## Recorded data
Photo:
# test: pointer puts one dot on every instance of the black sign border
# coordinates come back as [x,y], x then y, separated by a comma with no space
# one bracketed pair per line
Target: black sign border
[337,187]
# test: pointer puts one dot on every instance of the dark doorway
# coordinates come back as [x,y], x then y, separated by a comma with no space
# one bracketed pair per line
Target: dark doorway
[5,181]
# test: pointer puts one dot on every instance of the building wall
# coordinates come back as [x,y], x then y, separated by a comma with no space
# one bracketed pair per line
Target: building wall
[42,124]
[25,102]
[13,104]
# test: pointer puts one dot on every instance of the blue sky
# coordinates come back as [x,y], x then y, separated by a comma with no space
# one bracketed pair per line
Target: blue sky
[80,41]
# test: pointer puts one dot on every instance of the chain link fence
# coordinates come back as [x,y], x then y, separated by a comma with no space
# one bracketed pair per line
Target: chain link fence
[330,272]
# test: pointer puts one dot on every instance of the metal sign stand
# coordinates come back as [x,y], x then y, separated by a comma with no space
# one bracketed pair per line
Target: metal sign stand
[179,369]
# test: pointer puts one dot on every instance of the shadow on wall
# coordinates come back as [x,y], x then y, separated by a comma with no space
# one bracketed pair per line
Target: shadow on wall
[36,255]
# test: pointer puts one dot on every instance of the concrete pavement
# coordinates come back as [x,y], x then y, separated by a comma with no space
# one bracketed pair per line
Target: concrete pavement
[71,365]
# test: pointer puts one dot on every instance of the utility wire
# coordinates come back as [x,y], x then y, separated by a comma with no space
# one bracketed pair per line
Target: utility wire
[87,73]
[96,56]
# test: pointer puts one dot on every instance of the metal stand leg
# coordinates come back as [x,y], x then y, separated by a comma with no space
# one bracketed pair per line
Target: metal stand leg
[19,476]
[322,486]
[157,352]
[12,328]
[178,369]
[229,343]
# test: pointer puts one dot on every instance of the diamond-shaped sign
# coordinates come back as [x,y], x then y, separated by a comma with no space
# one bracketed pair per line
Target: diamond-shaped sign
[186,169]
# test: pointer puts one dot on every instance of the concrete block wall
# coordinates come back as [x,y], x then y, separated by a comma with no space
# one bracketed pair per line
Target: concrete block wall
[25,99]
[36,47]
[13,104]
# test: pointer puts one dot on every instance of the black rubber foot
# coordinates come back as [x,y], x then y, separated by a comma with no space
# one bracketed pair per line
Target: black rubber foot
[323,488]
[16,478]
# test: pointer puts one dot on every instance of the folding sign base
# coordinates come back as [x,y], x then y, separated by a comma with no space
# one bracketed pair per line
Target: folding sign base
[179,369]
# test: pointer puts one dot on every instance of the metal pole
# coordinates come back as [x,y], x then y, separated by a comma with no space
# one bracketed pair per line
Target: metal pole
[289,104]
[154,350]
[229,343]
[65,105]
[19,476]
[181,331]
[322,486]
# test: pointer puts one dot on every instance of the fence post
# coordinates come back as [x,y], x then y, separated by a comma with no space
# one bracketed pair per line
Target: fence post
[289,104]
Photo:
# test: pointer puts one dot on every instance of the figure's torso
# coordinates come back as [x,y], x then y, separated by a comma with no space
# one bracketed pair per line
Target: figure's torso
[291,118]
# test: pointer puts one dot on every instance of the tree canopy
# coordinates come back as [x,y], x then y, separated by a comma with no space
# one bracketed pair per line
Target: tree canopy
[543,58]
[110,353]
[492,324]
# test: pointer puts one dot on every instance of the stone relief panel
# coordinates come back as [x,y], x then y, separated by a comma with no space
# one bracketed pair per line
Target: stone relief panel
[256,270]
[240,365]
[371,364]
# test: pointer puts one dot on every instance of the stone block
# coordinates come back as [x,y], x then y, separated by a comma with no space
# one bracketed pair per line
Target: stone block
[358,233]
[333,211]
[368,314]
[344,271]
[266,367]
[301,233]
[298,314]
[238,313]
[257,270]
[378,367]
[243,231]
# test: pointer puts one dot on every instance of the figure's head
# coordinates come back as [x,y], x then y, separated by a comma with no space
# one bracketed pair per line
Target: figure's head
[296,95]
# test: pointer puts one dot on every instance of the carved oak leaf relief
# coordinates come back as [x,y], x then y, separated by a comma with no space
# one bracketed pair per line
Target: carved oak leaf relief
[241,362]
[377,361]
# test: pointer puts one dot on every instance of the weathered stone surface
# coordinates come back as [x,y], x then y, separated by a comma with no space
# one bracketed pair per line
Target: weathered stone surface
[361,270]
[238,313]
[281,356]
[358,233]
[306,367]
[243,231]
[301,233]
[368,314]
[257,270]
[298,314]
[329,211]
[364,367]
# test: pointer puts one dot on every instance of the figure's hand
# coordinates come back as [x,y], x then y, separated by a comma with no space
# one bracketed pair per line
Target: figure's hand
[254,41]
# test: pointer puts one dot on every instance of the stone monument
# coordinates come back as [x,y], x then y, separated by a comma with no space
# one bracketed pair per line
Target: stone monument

## Set problem
All the entries above need to be reproduced exactly.

## Solution below
Photo:
# test: pointer puts one dot on every instance of the black sign border
# coordinates come back as [x,y], x then y, separated by a comma with no space
# one bracketed pair per line
Target: black sign border
[337,187]
# test: pointer puts one dot on every instance of the dark doorway
# coordinates come back as [x,y], x then y, separated by a comma with no space
# one bracketed pair per line
Target: dark doorway
[5,181]
# test: pointer puts one dot on every instance of the building wall
# coordinates come back as [x,y], x then y, separated by a comma with no space
# one bracketed pair per line
Target: building wall
[42,124]
[25,102]
[13,104]
# test: pointer puts one dot on every instance of the blue sky
# coordinates come back as [x,y], x then y, separated by a comma with no space
# one bracketed pair per line
Target: blue sky
[80,41]
# test: pointer puts one dot on every instance of the chain link fence
# coordinates come back as [x,y], x then y, separated by a comma with no space
# one bracketed pair per line
Target: chain link fence
[330,272]
# test: pointer puts one dot on every instance of the metal sign stand
# coordinates come back as [x,y], x then y, separated by a comma with no space
# one bracketed pair per line
Target: metal sign stand
[179,369]
# test: pointer puts one dot on every instance of the shadow on wall
# coordinates come back as [x,y], x then y, separated by a comma with no space
# one bracketed pair per line
Target: shadow on wall
[36,255]
# test: pointer puts one dot on every instance of the concrete pavement
# coordinates come back as [x,y], x then y, separated by a comma with no space
# one bracketed pair per line
Target: concrete pavement
[71,365]
# test: pointer puts one dot on every instance of the utility wire
# coordinates come back as [x,y], x then y, separated by a comma with no space
# one bracketed pair per line
Target: utility wire
[87,73]
[96,56]
# test: pointer puts one dot on every instance of the metal stand leg
# coordinates come back as [x,y], x then y, separated by a comma with no space
# one bracketed pair per line
Target: metal stand leg
[19,476]
[322,486]
[157,352]
[12,328]
[178,369]
[229,343]
# test: pointer puts one dot on every instance of the diamond-shaped sign
# coordinates come back as [x,y], x then y, separated by a comma with no space
# one bracketed pair per line
Target: diamond-shaped sign
[186,169]
# test: pointer puts one dot on every instance of the concrete block wall
# coordinates come back as [x,y], x then y, separated by a comma with no space
# one bracketed pair per line
Target: concrete block wall
[25,99]
[36,47]
[13,104]
# test: pointer puts one dot on every instance of the black rubber foot
# coordinates come back as [x,y], x then y, separated by a comma with no space
# one bracketed pair per line
Target: black rubber foot
[323,488]
[16,478]
# test: pointer puts one dot on every instance of the folding sign base
# coordinates come back as [x,y], x then y, separated by a comma with no space
# one bracketed pair per line
Target: folding sign base
[179,369]
# test: pointer puts one dot on every instance of the metal pole
# coordinates come back as [x,y], x then y, separated by a comma with no space
# one bracketed pair per line
Target: metal pole
[289,104]
[154,350]
[229,343]
[65,105]
[19,476]
[181,331]
[322,486]
# test: pointer puts one dot on every instance of the fence post
# coordinates come back as [x,y], x then y, separated by a comma with no space
# one bracketed pair per line
Target: fence post
[289,104]
Photo:
# test: pointer puts one dot on every instance of the figure's torso
# coordinates come back as [x,y], x then y, separated by a comma with no space
# one bracketed pair per line
Target: figure's torso
[291,118]
# test: pointer puts one dot on every instance of the tree canopy
# coordinates come back as [x,y], x then y, separated by a comma with no space
# one bracketed pair per line
Target: tree canopy
[543,58]
[110,353]
[492,324]
# test: pointer puts one dot on every instance of the stone relief panel
# coordinates come back as [x,y], x then y, separated by a comma with no space
# one bracketed pair per line
Target: stone relief panel
[256,270]
[240,365]
[371,364]
# test: pointer puts one dot on every instance of the stone block
# coordinates come back as [x,y], x then y, separated by a comma with no space
# one bracketed pair per line
Target: stone block
[358,233]
[333,211]
[368,314]
[344,271]
[266,367]
[301,233]
[298,314]
[238,313]
[257,270]
[378,367]
[243,231]
# test: pointer puts one dot on every instance of the figure's head
# coordinates come back as [x,y], x then y, separated by a comma with no space
# one bracketed pair per line
Target: figure's head
[296,95]
# test: pointer puts one dot on every instance of the carved oak leaf relief
# coordinates come back as [x,y], x then y, separated by a comma with no space
# one bracketed pair per line
Target: carved oak leaf relief
[241,362]
[377,361]
# test: pointer puts one dot on every instance of the weathered stone surface
# coordinates come back as [x,y], x then y, separated by a comma with no space
# one bracketed pair per line
Target: weathered stone surface
[361,270]
[238,313]
[281,356]
[358,233]
[306,367]
[243,231]
[301,233]
[368,314]
[257,270]
[298,314]
[329,211]
[364,367]
# test: pointer puts one dot on every instance of the figure's hand
# coordinates come back as [x,y], x then y, separated by a comma with no space
# one bracketed pair per line
Target: figure's hand
[254,41]
# test: pointer puts one dot on every instance of the stone monument
# coordinates come back as [x,y], x then y, separated by a comma with no space
# one bracketed pair per line
Target: stone monument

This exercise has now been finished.